Position annotation entries
%%

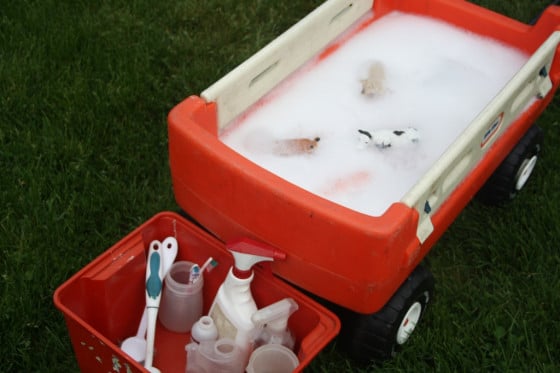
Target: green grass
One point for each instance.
(85, 90)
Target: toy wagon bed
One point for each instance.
(351, 258)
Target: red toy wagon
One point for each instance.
(364, 261)
(367, 264)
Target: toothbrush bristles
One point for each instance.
(209, 265)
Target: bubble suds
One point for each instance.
(436, 79)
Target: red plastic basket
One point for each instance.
(102, 304)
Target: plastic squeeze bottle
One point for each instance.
(234, 305)
(273, 321)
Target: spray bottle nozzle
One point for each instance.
(247, 252)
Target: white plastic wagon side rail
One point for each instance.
(530, 82)
(248, 82)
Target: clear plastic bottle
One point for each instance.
(273, 323)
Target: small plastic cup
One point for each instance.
(272, 358)
(181, 302)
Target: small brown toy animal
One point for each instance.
(374, 85)
(289, 147)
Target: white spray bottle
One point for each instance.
(234, 305)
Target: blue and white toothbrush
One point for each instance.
(154, 284)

%%

→ Problem statement
Copy every one of the entries above word for word, but leave the picture out.

→ Solution
Target: green grass
One point for each instance.
(85, 90)
Target: toy wagon bed
One point for each instance.
(351, 258)
Target: red toy wagon
One point for each instance.
(364, 261)
(367, 264)
Target: toothbrush bristles
One point for each instance.
(209, 265)
Target: bubble suds
One point for each instance.
(436, 79)
Target: red plastic basket
One point for each instance.
(102, 304)
Target: plastic squeeze bottle
One point for each instance.
(234, 305)
(273, 321)
Target: spray bottle nozzle
One point for each instance.
(247, 252)
Target: white plastic wagon side rail
One point for each instance.
(530, 82)
(248, 82)
Target: clear plastic bottle
One point for each instance.
(273, 323)
Target: small plastic cup
One point for each instance.
(272, 358)
(181, 302)
Target: small brown toy animal
One point for each instance.
(374, 85)
(289, 147)
Target: white spray bottle
One point for each instance.
(234, 305)
Target: blue and white toothbrush
One point for each instance.
(154, 284)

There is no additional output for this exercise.